= Problem details =
You are to retype exactly the line with "task = tag the" and every line after it in the entries below.

= Data items =
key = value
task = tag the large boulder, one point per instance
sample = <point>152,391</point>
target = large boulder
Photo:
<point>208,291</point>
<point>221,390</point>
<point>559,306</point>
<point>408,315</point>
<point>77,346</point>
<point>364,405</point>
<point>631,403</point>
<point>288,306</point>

= Reply =
task = tag the large boulder, one point per instance
sample = <point>152,391</point>
target = large boulder
Photo:
<point>208,291</point>
<point>221,390</point>
<point>559,306</point>
<point>408,315</point>
<point>77,346</point>
<point>364,405</point>
<point>631,403</point>
<point>288,306</point>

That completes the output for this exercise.